(Stored data entries)
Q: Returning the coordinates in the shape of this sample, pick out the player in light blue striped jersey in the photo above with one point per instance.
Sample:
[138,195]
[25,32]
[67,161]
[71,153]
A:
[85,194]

§ **WHAT THE TASK ASKS**
Repeat each record exactly, leaving nothing out.

§ **EXPECTED OUTPUT**
Q: Returning the coordinates in the shape of this sample, pick out the player in light blue striped jersey in the photo above with one point per instance.
Sample:
[138,195]
[25,32]
[67,161]
[71,153]
A:
[85,194]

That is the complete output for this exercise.